# Exporting table with 300,000 records from Access to Excel WITHOUT formatting VBA/Macro



## andriap (Jan 24, 2019)

Hi everyone - 

There is only a ExportWithFormatting action in Access and not "without", which limits the amount of records that is truly exported (65,000 records). I have a table and it's 300,000 records that need to be exported to excel using a Macro. Since the action does not exist, I need to write a VBA code that will Export WITHOUT Formatting. Does anyone have a code for that or have advice?

Thanks in advance!


----------



## sandy666 (Jan 24, 2019)

maybe import table from Access to Excel will be easier?
Data - From Access
or
Data - New Query - From Database - From Microsoft Access Database


----------



## Joe4 (Jan 24, 2019)

● **DATA TO USE**
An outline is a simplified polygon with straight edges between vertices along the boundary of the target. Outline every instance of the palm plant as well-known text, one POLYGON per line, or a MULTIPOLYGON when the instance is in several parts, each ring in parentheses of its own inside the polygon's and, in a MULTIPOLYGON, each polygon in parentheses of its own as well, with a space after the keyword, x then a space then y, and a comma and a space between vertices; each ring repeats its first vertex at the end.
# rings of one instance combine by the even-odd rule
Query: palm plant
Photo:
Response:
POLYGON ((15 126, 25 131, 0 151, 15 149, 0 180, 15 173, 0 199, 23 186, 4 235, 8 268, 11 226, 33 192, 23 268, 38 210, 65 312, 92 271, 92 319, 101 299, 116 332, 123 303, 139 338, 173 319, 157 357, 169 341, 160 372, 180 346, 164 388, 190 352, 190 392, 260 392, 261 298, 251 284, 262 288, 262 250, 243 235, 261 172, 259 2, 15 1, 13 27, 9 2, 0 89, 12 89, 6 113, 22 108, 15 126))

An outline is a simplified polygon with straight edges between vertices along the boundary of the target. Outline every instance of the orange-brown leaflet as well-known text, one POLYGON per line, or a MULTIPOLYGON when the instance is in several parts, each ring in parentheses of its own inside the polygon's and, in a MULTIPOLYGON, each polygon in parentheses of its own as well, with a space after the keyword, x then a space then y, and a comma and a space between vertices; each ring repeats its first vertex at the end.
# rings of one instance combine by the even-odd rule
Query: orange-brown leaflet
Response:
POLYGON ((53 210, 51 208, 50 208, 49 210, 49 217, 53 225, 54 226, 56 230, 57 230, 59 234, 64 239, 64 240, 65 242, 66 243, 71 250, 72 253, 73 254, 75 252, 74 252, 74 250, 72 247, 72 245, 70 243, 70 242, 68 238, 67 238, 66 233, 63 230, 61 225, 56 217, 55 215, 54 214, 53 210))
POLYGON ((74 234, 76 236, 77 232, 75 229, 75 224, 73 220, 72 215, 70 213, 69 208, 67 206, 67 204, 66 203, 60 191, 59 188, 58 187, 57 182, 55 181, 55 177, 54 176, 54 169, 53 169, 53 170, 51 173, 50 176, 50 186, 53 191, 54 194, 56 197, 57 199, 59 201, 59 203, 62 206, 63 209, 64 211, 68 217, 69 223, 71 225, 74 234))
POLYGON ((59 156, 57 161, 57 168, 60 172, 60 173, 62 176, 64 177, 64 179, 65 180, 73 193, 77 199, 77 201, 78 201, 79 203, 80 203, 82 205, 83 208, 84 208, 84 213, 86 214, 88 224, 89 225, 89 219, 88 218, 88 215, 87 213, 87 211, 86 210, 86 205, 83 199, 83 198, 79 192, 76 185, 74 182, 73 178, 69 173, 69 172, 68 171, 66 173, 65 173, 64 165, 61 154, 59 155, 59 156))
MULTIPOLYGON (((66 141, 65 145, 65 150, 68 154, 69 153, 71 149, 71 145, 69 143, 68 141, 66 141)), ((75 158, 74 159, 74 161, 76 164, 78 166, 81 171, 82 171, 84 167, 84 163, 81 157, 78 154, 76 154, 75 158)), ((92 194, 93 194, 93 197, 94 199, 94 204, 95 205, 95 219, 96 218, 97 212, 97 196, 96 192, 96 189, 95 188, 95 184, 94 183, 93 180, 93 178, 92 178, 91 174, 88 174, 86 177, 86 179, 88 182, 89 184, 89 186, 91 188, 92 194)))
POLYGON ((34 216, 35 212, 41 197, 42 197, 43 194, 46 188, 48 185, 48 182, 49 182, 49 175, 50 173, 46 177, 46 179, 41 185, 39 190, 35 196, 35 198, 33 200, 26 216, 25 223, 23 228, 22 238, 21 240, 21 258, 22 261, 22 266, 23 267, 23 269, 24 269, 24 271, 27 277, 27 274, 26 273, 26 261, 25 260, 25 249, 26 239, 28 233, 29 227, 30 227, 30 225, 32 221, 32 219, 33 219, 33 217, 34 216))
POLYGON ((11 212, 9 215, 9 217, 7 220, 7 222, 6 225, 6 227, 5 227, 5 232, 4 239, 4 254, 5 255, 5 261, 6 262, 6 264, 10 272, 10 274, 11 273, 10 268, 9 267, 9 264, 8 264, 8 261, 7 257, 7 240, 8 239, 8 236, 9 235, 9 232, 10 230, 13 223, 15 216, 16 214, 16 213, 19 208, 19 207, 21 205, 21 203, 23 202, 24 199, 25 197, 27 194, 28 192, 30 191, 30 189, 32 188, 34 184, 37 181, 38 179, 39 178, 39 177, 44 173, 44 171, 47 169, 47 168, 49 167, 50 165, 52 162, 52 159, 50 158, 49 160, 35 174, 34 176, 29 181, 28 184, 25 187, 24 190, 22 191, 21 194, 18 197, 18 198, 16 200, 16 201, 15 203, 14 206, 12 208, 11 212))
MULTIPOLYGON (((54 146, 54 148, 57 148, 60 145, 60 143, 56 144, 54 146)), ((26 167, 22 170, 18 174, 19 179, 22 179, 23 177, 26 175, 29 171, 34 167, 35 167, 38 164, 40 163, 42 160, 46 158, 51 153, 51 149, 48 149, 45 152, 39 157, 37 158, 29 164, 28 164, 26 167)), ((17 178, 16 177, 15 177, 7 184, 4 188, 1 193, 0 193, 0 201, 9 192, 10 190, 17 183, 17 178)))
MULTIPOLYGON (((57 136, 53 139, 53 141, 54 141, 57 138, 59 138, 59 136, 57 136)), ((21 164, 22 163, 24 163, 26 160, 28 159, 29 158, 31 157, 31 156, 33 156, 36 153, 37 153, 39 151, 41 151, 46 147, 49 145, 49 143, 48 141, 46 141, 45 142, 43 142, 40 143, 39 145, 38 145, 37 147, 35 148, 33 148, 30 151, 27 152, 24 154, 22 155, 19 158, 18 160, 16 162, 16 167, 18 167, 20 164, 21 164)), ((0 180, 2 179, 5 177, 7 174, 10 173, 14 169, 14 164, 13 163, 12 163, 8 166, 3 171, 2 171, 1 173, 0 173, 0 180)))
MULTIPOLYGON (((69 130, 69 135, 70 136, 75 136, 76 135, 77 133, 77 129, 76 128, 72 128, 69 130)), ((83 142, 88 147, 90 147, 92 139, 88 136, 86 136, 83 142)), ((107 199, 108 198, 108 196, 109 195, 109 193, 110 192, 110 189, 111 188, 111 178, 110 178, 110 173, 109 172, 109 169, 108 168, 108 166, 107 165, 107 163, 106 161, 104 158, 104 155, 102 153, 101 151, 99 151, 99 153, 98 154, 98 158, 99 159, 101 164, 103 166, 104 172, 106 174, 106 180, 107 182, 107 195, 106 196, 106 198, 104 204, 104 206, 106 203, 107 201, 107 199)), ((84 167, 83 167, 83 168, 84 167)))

● **SHORT PROBLEM 1**
In the records, write out again every line from the one holding "of the orange-brown" through the one holding "POLYGON ((53 210, 51", inclusive, offsetting each coordinate in the outlines by 48 and leaving everything else unchanged.
● **SHORT PROBLEM 2**
Please resume the forum thread about exporting a 300,000-record Access table to Excel without formatting, picking up right after its last line.

● **TASK RESULT 1**
An outline is a simplified polygon with straight edges between vertices along the boundary of the target. Outline every instance of the orange-brown leaflet as well-known text, one POLYGON per line, or a MULTIPOLYGON when the instance is in several parts, each ring in parentheses of its own inside the polygon's and, in a MULTIPOLYGON, each polygon in parentheses of its own as well, with a space after the keyword, x then a space then y, and a comma and a space between vertices; each ring repeats its first vertex at the end.
# rings of one instance combine by the even-odd rule
Query: orange-brown leaflet
Response:
POLYGON ((101 258, 99 256, 98 256, 97 258, 97 265, 101 273, 102 274, 104 278, 105 278, 107 282, 112 287, 112 288, 113 290, 114 291, 119 298, 120 301, 121 302, 123 300, 122 300, 122 298, 120 295, 120 293, 118 291, 118 290, 116 286, 115 286, 114 281, 111 278, 109 273, 104 265, 103 263, 102 262, 101 258))

● **TASK RESULT 2**
Welcome to the Board!

Which version of Access are you using?  
Are you trying to use a Macro to do this?
Note that by default, Access "hides" some of the Actions that you may need.  You need to click on the "Show All Actions" button in the Macro ribbon to see them all.  If you do that, you will see an "ImportExportSpreadsheet" Action option.
When exporting, be sure to choose an Excel format that allows more than 65,534 rows.  The default "Excel Workbook" Type should do the trick.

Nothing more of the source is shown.